**Exercise instructions**
Find each row that contains the word "wheel" and copy that line.

**Dataset rows**
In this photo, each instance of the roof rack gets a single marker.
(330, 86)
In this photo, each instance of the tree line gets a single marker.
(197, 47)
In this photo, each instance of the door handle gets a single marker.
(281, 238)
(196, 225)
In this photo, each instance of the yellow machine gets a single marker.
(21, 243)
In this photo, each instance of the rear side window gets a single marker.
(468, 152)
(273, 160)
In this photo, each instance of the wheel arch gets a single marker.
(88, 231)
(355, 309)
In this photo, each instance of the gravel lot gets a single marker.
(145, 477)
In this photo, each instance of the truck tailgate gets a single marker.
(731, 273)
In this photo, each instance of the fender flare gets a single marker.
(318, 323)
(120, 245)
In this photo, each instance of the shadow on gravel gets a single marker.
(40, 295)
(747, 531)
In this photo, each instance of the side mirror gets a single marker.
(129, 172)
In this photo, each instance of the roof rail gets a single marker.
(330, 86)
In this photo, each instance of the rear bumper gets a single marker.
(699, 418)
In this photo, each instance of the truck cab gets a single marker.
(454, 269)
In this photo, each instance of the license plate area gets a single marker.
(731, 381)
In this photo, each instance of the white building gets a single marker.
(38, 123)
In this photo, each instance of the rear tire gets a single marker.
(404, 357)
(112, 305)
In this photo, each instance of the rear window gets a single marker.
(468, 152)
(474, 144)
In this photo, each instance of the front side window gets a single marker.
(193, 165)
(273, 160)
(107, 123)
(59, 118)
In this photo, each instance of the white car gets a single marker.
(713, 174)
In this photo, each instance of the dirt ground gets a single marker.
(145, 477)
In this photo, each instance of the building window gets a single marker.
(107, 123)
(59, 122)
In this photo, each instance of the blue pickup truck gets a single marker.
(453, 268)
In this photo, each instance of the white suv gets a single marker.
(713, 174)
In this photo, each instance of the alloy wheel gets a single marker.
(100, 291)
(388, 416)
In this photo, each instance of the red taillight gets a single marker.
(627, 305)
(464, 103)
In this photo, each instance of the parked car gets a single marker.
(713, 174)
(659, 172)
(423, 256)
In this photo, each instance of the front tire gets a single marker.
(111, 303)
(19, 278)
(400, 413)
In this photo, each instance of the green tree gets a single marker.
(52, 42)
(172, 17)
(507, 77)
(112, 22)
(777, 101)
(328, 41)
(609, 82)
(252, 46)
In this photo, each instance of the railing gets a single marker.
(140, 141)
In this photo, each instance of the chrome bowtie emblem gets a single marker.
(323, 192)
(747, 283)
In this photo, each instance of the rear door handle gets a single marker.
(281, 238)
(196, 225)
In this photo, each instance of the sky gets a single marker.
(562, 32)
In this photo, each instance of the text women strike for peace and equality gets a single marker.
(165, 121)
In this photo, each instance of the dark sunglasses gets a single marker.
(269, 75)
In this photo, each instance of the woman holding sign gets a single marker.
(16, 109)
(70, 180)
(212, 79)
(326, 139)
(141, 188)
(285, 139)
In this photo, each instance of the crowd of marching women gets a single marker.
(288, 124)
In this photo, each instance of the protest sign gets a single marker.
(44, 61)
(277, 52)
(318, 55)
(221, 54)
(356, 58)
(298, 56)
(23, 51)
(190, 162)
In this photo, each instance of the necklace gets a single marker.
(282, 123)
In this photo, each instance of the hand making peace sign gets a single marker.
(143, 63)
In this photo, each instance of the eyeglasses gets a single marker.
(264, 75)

==

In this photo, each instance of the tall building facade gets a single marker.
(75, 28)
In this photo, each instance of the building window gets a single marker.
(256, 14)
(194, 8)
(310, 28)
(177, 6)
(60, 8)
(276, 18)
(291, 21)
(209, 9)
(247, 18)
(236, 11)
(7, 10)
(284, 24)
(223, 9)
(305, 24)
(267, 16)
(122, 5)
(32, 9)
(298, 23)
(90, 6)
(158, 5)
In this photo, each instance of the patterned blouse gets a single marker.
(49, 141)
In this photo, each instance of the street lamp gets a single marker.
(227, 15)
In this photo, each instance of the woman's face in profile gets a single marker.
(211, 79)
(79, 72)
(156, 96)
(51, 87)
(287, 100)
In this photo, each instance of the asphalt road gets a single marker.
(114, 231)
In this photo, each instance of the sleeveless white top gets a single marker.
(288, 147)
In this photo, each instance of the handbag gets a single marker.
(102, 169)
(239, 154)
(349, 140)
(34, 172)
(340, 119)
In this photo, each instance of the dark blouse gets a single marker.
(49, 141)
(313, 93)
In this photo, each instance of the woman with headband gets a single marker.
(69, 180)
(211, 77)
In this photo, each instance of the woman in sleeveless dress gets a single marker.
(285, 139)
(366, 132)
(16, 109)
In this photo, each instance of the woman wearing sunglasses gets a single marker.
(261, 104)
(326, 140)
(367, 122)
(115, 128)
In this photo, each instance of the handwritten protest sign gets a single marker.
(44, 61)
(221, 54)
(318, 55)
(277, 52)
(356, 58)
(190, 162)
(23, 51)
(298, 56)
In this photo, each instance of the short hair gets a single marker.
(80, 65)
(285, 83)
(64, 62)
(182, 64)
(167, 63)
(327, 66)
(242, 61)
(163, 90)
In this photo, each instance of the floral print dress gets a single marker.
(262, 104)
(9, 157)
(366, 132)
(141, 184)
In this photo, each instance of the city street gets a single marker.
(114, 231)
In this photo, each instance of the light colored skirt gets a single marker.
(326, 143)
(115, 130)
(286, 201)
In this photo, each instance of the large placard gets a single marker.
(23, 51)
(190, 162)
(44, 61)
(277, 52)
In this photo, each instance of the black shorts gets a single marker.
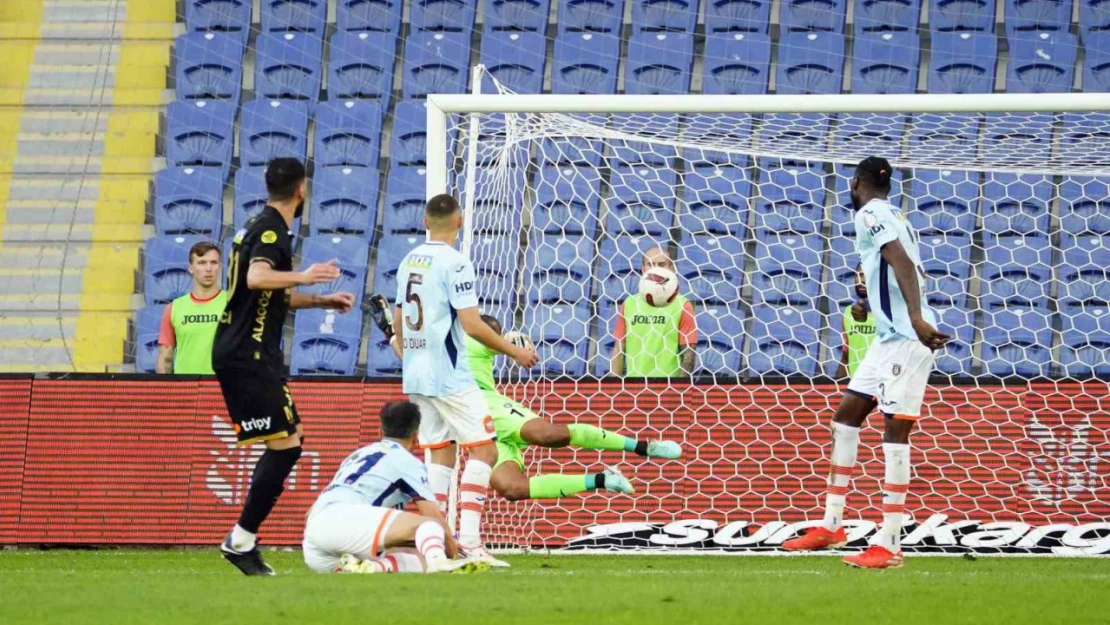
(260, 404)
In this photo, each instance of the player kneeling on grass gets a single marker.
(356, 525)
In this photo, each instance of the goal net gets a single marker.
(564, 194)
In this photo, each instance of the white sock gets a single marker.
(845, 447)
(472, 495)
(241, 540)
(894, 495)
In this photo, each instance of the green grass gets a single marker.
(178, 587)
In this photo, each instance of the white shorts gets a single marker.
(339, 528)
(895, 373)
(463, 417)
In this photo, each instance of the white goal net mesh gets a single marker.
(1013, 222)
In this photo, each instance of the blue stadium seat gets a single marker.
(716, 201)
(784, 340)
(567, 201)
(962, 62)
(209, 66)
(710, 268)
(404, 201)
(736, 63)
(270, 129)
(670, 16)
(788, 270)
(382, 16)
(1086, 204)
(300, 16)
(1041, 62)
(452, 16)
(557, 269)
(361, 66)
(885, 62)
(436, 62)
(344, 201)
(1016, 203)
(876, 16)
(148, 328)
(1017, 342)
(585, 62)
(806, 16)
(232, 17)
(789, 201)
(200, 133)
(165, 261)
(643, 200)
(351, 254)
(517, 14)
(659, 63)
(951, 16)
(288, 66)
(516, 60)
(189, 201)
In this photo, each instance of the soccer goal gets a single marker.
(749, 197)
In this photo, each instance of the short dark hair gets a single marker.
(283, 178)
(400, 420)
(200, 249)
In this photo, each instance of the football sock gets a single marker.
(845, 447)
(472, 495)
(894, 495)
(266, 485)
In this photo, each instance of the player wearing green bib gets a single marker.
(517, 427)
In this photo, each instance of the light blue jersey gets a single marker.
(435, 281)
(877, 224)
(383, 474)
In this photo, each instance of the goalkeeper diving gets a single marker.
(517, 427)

--

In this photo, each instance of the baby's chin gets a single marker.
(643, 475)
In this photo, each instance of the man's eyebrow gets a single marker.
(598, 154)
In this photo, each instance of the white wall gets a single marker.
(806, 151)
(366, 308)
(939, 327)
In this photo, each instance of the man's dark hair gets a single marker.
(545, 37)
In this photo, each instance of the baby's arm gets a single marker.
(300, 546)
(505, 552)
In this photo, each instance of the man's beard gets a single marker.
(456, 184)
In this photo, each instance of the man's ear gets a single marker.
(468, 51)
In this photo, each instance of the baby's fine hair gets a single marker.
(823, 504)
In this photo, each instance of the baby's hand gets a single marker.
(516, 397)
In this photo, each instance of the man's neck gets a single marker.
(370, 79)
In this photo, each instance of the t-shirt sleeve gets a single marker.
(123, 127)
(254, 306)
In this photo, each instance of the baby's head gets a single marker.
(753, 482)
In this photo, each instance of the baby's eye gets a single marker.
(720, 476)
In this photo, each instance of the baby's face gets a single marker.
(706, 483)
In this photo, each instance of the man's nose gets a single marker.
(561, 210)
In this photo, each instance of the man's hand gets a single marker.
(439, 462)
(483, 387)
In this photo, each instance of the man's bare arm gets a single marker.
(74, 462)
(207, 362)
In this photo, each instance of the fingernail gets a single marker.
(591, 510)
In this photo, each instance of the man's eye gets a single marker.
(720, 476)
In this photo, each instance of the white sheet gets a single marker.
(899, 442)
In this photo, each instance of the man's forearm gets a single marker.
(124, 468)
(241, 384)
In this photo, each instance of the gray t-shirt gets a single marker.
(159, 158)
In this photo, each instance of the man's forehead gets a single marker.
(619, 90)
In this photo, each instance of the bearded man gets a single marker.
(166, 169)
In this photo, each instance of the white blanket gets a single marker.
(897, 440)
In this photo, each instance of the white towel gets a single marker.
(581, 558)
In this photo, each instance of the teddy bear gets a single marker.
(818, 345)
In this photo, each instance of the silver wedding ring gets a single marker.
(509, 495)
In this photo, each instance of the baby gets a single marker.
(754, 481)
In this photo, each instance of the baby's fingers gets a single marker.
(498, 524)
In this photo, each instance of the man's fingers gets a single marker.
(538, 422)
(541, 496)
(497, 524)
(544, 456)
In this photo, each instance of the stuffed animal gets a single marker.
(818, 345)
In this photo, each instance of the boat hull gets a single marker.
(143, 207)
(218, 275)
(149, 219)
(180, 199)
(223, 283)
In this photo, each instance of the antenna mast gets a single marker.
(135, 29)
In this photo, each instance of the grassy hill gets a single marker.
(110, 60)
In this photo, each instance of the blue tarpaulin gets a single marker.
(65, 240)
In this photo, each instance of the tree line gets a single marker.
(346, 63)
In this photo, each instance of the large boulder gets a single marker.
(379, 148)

**Output for this task**
In this photo, each instance of the wheel arch gets a single marker.
In this photo, each instance of the alloy wheel gets a single marker.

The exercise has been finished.